··· Dataset records

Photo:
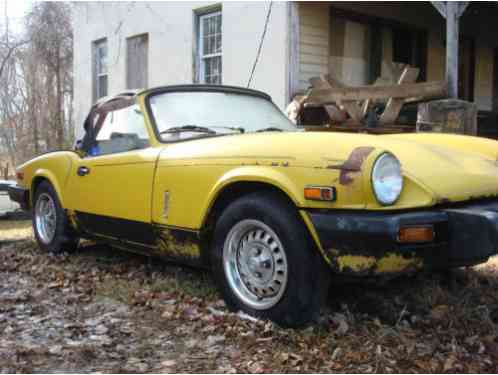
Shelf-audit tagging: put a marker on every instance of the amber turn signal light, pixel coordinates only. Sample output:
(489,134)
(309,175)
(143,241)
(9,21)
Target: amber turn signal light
(319,193)
(413,234)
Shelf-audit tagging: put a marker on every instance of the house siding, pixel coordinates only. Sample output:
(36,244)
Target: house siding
(314,24)
(171,44)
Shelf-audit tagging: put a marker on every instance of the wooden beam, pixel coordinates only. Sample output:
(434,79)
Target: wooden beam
(462,5)
(394,105)
(440,7)
(452,34)
(426,90)
(293,54)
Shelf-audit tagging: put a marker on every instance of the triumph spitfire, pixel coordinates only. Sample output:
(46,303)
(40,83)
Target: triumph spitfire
(218,177)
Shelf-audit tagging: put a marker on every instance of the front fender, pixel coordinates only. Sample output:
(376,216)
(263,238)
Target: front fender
(54,167)
(261,174)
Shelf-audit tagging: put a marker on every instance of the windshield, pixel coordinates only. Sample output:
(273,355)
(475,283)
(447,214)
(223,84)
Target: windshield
(181,115)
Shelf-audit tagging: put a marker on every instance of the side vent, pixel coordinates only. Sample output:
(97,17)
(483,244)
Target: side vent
(166,204)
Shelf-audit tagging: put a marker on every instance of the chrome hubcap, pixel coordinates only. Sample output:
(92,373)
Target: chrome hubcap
(255,264)
(45,218)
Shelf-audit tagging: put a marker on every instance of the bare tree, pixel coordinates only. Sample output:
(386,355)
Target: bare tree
(36,84)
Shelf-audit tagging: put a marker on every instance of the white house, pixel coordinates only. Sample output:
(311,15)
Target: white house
(120,45)
(146,44)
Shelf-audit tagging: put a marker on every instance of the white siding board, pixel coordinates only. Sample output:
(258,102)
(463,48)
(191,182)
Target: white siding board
(313,41)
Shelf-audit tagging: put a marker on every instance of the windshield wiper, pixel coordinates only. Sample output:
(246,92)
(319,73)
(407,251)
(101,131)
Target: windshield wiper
(270,129)
(188,128)
(234,128)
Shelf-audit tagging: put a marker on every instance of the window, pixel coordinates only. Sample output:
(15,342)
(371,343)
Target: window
(241,113)
(210,48)
(137,49)
(121,130)
(100,69)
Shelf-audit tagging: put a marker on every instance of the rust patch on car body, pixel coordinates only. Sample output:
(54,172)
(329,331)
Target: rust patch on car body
(352,165)
(177,243)
(389,263)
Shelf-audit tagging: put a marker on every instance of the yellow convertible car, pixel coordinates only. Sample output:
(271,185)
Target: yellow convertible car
(217,176)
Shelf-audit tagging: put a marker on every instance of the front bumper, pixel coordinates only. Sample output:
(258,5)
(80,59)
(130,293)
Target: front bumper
(20,195)
(367,243)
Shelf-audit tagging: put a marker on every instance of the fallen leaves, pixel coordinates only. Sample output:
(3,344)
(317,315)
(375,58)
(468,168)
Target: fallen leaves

······

| Requirements |
Reproduce all of the records above line for line, without the pictures.

| Expected answer |
Photo:
Shelf-audit tagging: put a marker on every instance of the amber turn signal light, pixel coordinates only. Sample output:
(489,134)
(309,175)
(143,241)
(9,21)
Target: amber turn signal light
(319,193)
(413,234)
Shelf-audit tagging: put a marker on every instance of the house siding, pixel coordinates only. Sample output:
(36,244)
Target: house siding
(314,24)
(171,44)
Shelf-audit tagging: put a marker on every instance of the wooden beam, pixel coordinates only. Sample output:
(434,79)
Target: wooden beam
(462,5)
(394,105)
(440,7)
(452,34)
(426,90)
(293,54)
Shelf-audit tagging: put a marker on every instance of the triumph spitfire, pixel coordinates only. Sample output:
(46,303)
(40,83)
Target: triumph spitfire
(218,177)
Shelf-audit tagging: put a marker on every instance of the front fender, pixel coordinates only. Sample output:
(376,216)
(263,238)
Target: front fender
(54,167)
(261,174)
Shelf-audit tagging: put a marker on every instance of the windshield, pixel coordinates only. Sample output:
(273,355)
(475,283)
(447,214)
(223,84)
Target: windshield
(181,115)
Shelf-audit tagging: put a marker on every instance of the side vent, pixel coordinates only. Sample output:
(97,17)
(483,244)
Target: side vent
(166,204)
Shelf-audit tagging: put a marker on every instance of the chrome hubcap, pixel coordinates only. Sample output:
(92,373)
Target: chrome hubcap
(255,264)
(45,218)
Shelf-audit tagging: put a marker on every instance of the bare tree, pixel coordinates only. Sample output:
(386,355)
Target: bare tree
(36,84)
Shelf-audit tagging: put a marker on every instance of the white house, pixel coordinates only. Sample output:
(311,15)
Target: white house
(120,45)
(146,44)
Shelf-audit tagging: put a marker on every instance of the white siding board, pixel coordinates only. Sample output:
(258,102)
(463,48)
(191,182)
Target: white siding board
(313,41)
Shelf-audit tagging: put a marker on every instance of the windshield wiper, pixel coordinates only. Sample output:
(246,92)
(319,73)
(407,251)
(101,131)
Target: windshield wiper
(270,129)
(188,128)
(234,128)
Shelf-audit tagging: put a marker on every instance of the window, pixel coordinates only. Sample output:
(15,342)
(371,343)
Target: window
(241,113)
(210,48)
(137,49)
(121,130)
(100,69)
Shelf-audit tagging: put a marker on every instance of the rust patch on car body, pixel coordinates only. Sample output:
(54,172)
(329,331)
Target: rust patch on car body
(352,165)
(177,243)
(389,263)
Shelf-audit tagging: put a marker on every instance of the yellow convertible car, pixel coordinates only. Sample output:
(271,185)
Target: yellow convertible car
(217,176)
Shelf-audit tagging: put a marker on every instance of the front bumper, pixel coordinates only. Sample output:
(258,5)
(80,59)
(130,293)
Target: front bumper
(20,195)
(367,243)
Shelf-audit tagging: put a marker on every instance of the fallen leaves, pixel coordinates only. Sample output:
(3,344)
(317,315)
(375,58)
(468,168)
Target: fallen leaves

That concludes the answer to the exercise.